◆ **GOAL OF THE EXERCISE**:
Give back each entry unchanged, minus pictures.

◆ **ROWS**:
━━━━━━

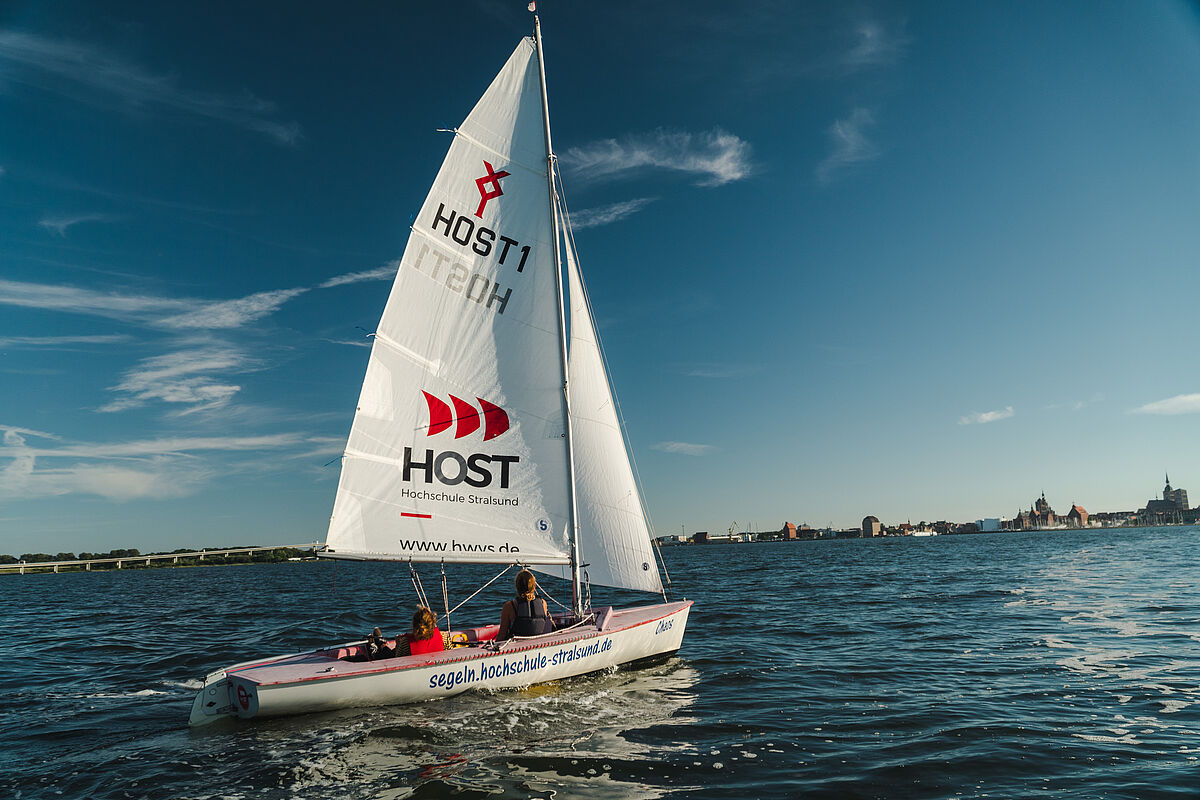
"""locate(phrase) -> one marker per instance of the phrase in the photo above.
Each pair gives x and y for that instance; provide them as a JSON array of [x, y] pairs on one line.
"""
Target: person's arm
[[507, 615]]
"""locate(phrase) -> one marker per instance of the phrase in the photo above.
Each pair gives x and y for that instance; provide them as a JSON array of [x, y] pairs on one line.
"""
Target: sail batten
[[484, 433], [615, 535], [456, 447]]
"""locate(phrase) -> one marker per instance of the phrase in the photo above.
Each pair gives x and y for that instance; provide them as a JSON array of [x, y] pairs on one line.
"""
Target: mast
[[551, 163]]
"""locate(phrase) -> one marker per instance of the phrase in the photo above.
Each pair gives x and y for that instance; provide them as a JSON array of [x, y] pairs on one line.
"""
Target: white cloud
[[385, 272], [233, 313], [682, 447], [96, 76], [714, 157], [59, 224], [850, 144], [147, 310], [148, 469], [112, 305], [719, 370], [1171, 405], [184, 378], [60, 342], [979, 417], [874, 46], [609, 214]]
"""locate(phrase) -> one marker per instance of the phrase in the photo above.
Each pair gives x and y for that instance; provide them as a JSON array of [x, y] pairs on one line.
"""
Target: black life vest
[[532, 619]]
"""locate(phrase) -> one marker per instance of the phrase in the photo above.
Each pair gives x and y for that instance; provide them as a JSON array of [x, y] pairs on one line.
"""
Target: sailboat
[[485, 433]]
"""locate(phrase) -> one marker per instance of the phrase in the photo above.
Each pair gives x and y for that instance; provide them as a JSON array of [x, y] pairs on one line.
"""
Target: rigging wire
[[445, 594], [477, 591], [417, 585]]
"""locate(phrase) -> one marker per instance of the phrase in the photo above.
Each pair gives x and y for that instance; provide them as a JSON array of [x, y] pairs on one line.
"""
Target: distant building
[[1173, 500], [1039, 516]]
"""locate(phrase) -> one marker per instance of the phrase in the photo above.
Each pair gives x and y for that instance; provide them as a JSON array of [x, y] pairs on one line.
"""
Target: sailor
[[425, 637], [525, 614]]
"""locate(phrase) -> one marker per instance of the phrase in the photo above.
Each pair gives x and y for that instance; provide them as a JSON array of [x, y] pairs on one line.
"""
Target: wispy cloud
[[147, 310], [713, 157], [718, 370], [979, 417], [1171, 405], [59, 224], [233, 313], [61, 342], [683, 447], [121, 471], [385, 272], [850, 145], [874, 46], [187, 379], [606, 215], [112, 305], [96, 76]]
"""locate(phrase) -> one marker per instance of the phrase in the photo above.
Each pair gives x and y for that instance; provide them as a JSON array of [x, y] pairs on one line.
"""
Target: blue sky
[[919, 260]]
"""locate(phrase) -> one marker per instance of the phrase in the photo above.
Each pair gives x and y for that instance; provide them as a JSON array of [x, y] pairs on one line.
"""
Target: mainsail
[[457, 447], [615, 536]]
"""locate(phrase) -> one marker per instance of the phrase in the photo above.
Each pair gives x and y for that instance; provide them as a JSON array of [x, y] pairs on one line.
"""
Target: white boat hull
[[321, 681]]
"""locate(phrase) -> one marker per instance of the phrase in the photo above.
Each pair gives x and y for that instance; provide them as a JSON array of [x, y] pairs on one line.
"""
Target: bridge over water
[[87, 564]]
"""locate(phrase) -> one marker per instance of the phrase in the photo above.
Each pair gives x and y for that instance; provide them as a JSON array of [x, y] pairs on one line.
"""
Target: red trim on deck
[[473, 656]]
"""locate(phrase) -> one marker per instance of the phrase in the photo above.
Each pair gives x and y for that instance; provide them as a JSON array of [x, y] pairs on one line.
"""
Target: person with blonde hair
[[425, 637], [525, 614]]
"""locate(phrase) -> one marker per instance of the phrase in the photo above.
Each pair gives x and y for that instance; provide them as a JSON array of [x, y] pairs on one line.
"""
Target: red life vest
[[432, 644]]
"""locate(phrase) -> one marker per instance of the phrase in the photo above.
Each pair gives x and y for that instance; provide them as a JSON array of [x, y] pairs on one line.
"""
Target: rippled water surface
[[1061, 665]]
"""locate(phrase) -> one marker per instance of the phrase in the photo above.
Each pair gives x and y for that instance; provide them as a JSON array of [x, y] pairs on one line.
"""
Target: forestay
[[457, 446]]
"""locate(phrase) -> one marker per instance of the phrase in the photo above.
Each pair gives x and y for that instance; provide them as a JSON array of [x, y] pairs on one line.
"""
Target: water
[[1062, 665]]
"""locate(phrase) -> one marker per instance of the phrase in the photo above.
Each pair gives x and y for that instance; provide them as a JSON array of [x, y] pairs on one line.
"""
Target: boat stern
[[214, 702]]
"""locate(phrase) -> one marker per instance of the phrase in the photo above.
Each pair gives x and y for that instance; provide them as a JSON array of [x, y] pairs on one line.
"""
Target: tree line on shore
[[277, 554]]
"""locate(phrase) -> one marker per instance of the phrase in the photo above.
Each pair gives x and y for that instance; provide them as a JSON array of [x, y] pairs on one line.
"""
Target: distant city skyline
[[893, 258]]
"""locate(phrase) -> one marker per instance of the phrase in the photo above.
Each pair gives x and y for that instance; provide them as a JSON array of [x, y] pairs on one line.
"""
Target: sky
[[921, 260]]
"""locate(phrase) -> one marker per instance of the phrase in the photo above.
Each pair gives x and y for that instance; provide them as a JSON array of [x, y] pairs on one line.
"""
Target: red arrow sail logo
[[442, 416]]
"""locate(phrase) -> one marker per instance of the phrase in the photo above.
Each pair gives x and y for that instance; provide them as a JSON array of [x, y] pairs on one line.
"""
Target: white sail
[[615, 536], [456, 451]]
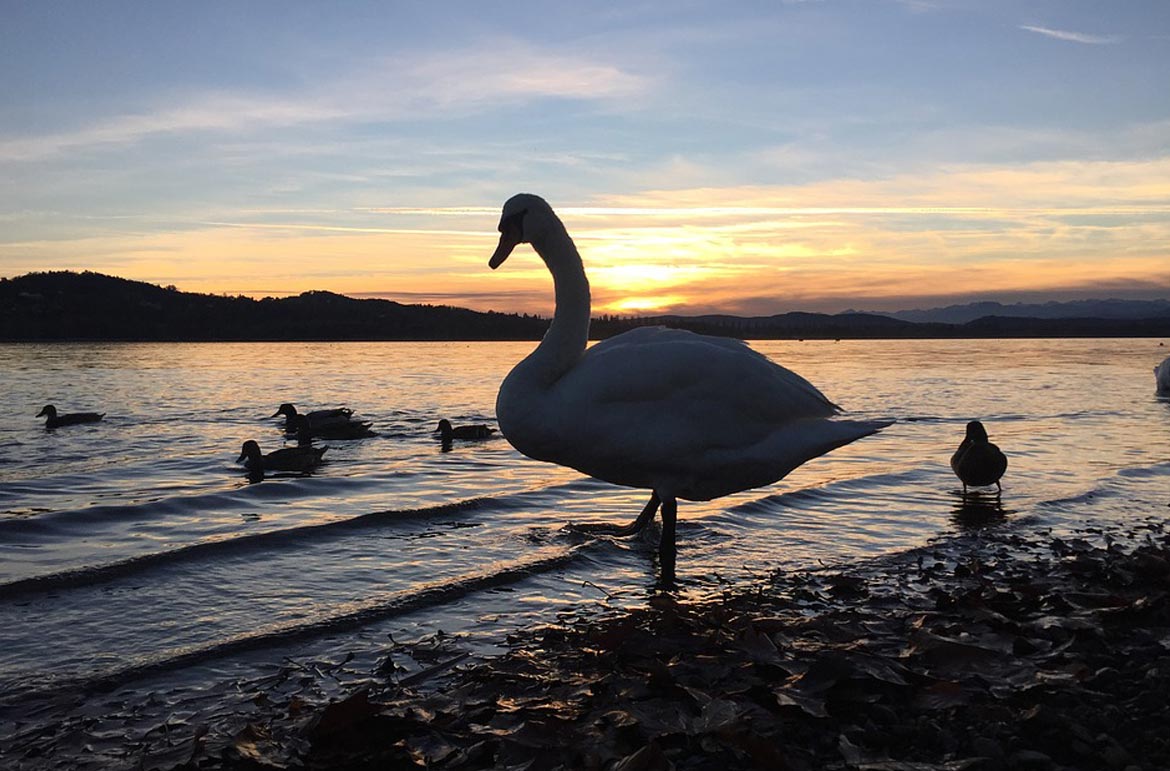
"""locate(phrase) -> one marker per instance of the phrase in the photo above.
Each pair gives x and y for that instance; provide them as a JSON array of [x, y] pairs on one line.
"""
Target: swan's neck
[[568, 335]]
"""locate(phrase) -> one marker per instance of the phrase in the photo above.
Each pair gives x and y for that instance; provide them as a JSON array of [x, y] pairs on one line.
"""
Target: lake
[[144, 579]]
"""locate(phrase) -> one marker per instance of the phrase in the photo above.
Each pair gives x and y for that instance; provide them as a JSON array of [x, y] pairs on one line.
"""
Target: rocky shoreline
[[1000, 648]]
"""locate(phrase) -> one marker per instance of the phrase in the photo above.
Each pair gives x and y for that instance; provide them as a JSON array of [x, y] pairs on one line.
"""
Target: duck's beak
[[510, 234]]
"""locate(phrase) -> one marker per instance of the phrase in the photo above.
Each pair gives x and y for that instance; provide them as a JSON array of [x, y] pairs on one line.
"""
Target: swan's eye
[[514, 221]]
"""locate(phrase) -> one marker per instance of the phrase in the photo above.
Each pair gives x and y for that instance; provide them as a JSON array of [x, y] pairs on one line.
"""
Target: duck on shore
[[54, 420], [977, 462]]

━━━━━━

◆ **EXERCISE SOLUTION**:
"""locate(phrase) -> one marker per instance of the phrase in the photo above.
Each pair gives x and y for that instance; provide them as a JSON array of [x, y] pairs on one line.
"""
Target: person's arm
[[507, 615]]
"""locate(phrase) -> one marker per instance of the phrase in the photo above.
Each pair gives x and y for that instance; provide them as a JSON array of [x, y] pairs on one line.
"""
Target: sail batten
[[484, 433], [615, 535], [456, 447]]
"""locate(phrase) -> one marker per instance of the phrase in the photo above.
Each pair gives x and y for that instance; provide them as a JSON array of [x, y] pairs on one line.
"""
Target: mast
[[551, 163]]
"""locate(phrase) -> one marker per instance of the phrase in the photo above.
Each pair gives x and y for that instance; provide them as a JSON array of [x, y] pairs on one line.
"""
Target: white cloud
[[385, 272], [233, 313], [682, 447], [96, 76], [714, 157], [59, 224], [850, 144], [147, 310], [148, 469], [112, 305], [719, 370], [1171, 405], [184, 378], [60, 342], [979, 417], [874, 46], [609, 214]]
"""locate(phrase) -> one marker per instance of the phrase in the photo above.
Each pair gives x and y for that instance; provide them as a JSON array of [x, y] pairs on one line.
"""
Target: black life vest
[[532, 619]]
"""locate(phrase) -> one marker per instance of the phrase in the photo above.
Each pair gives x and y for that instance; provide them as a JSON array of [x, y] pairs on one line.
"""
Target: sailboat
[[485, 433]]
"""locate(phrase) -> one marker per instance of the phrase in the photo above.
Each pair gives x and y for that instance; provide them as a JSON array of [x, y] pairs on one line.
"""
Target: rigging wire
[[445, 594], [477, 591], [417, 585]]
"""locate(phrase) -> one marker per instance of the phrase in the photo above.
Each pair gives x and y for that instance; provide them as a JSON array of [x, y] pairs on one line.
"""
Target: distant building
[[1173, 500], [1039, 516]]
"""locate(phrase) -> one marker per instance of the phrase in the photo above.
Each pair gives x and y for that instance; provide them as a JSON array of [x, y] pairs on one line.
"""
Target: sailor
[[425, 637], [525, 614]]
"""locate(phrase) -> one marker per instance of the phrase in the photo above.
Each pair gives x and y for that instance; provide them as a JSON array of [x, y] pairs on one line.
"""
Target: wispy cloud
[[147, 310], [713, 157], [718, 370], [979, 417], [1171, 405], [59, 224], [233, 313], [61, 342], [683, 447], [121, 471], [385, 272], [850, 145], [874, 46], [187, 379], [606, 215], [112, 305], [96, 76]]
"""locate(phrase) -> one marker per instance of the phrase in the photo above.
Each pair gives x and y for that instance; provide them as a JSON array of [x, y] pairs on one line.
"""
Target: blue sky
[[919, 260]]
"""locate(phrase) -> one marker per instance of the phrase in the photo above.
Each pair gives x and y for that instance; provide them as a JSON array of [x, y] pairs on one line.
"""
Target: mainsail
[[457, 447], [615, 536]]
"""locate(phrase) -> one marker per instance of the phrase in the photo above.
Each pair gives x and y for that instance; provide them as a JSON array of [x, y] pairs on one line.
"""
Target: white boat hull
[[321, 681]]
"""locate(phrase) -> one marker per instance of the phrase in the photo above.
Each pair gives x and y for that instance; provide them as a JSON array of [x, y] pairs on one line.
"""
Target: bridge over water
[[87, 564]]
"""locate(phrase) -> one marker per instance of the phrase in the photo above.
Each pair gives x and y for that instance; provide them as a JSON array of [x, y] pairs on one line.
"""
Target: red trim on deck
[[473, 656]]
"""locate(phrase) -> one marker per instance of the phrase in the photo above.
Each pair gives x and y for that instance; provide them as a JSON array of [x, y] pairs on one line.
"""
Target: person with blonde hair
[[425, 637], [525, 614]]
"""locate(phrase) -> one marker per instance of the phrase in the photo above.
Each pair gives x and y for that instance; provide them as a JSON array of [x, y] pairs on one line.
"""
Target: red life vest
[[432, 644]]
"""locate(phrase) -> one marker per instance of the phrase in the photo above.
Each pair gives x and y for that instance; provide them as a JSON array of [x, y] pairs on one line.
"""
Target: rippled water surface
[[1061, 665]]
"""locate(phrase) -> one marker per instance of the phrase in the photo above.
Each pair gives x and y for that instance; provide them as a JSON array of [x, y] pairs on one line.
"""
Target: forestay
[[457, 446]]
"""locate(phrase) -> one marker per instance of the phrase in the photo above.
Each pair gives x and y for that instance; provide them as a JSON array of [x, y] pairs on one line.
"""
Target: water
[[1062, 665]]
"""locate(phrase) -> one marker per instance of the phrase in the photo above.
Each pair gives x and y for that instance; provide them as a JSON array of [x, y] pairs on one line.
"""
Target: boat stern
[[214, 702]]
"""locate(phrase) -> one marker per instance of the phrase in the photo above.
Each pair gives x and y for that instance; provide them as a JSON array of [x, y] pairs on one line.
"""
Target: tree line on shore
[[277, 554]]
"""locate(phrase) -> one marker per instance of the phrase in the photo above.
Each pair gives x and y for that instance; provide them as a JSON array of [x, y] pairs on one line.
"""
Target: distant city skyline
[[893, 258]]
"""locate(phrase) -> one marker per instance of the phrase in the photo above.
Each pair gives x and y for that instance; provide them as a JSON array of [x, y] pairs on one line.
"""
Target: sky
[[921, 260]]
"""locate(phrase) -> one marker per instance of the phrase in the photo above.
Each pair gives x and y for that instance; provide them as a JSON array of [x, y] pairs on one line.
"""
Target: red arrow sail logo
[[442, 416]]
"""locate(phrase) -> one marker per instance of the phrase in the photo above.
Each pair gives x and y for that instance; provide them as a JSON array of [x, y] pairs on one line.
"""
Target: white sail
[[615, 536], [456, 451]]
"""locate(phrase) -> one marker per instance of the phrase in the photo above.
Each pair gives x and y for that instance; provide them as a JSON array of [x, y] pairs on one line.
"""
Target: swan's neck
[[568, 335]]
"""locate(phrase) -> one marker per instance of the phrase in the photo above.
Each pair gives x and y for that instance; provide them as a JSON array of [x, y] pairs on one line.
"""
Target: lake
[[144, 579]]
"""locate(phrase) -> one marker per instance of the phrase in the photo above.
Each pair gives x and y for that instance; provide them as a JSON array of [x, y] pairs on one line.
"""
Target: rocky shoreline
[[1000, 648]]
"""locate(phrase) -> one marker per instance of the phrase in the photo above.
Each pair gives x and y for that instance; provide them as a JSON array of [x, y] pairs on one line.
"""
Target: duck's beak
[[510, 234]]
"""locate(phrase) -> one marker per instance of the phrase in the photo above.
Each pair gives x and y for that instance; provide them as a JSON array of [x, y] pairs on one line.
"""
Target: swan's eye
[[514, 221]]
"""locate(phrase) -> one marker per instance of the phrase in the photo above.
Each pair gives x and y for that instance; provide them as a JSON array of [x, y] pairs on one line.
"""
Target: duck on shore
[[54, 420], [977, 462]]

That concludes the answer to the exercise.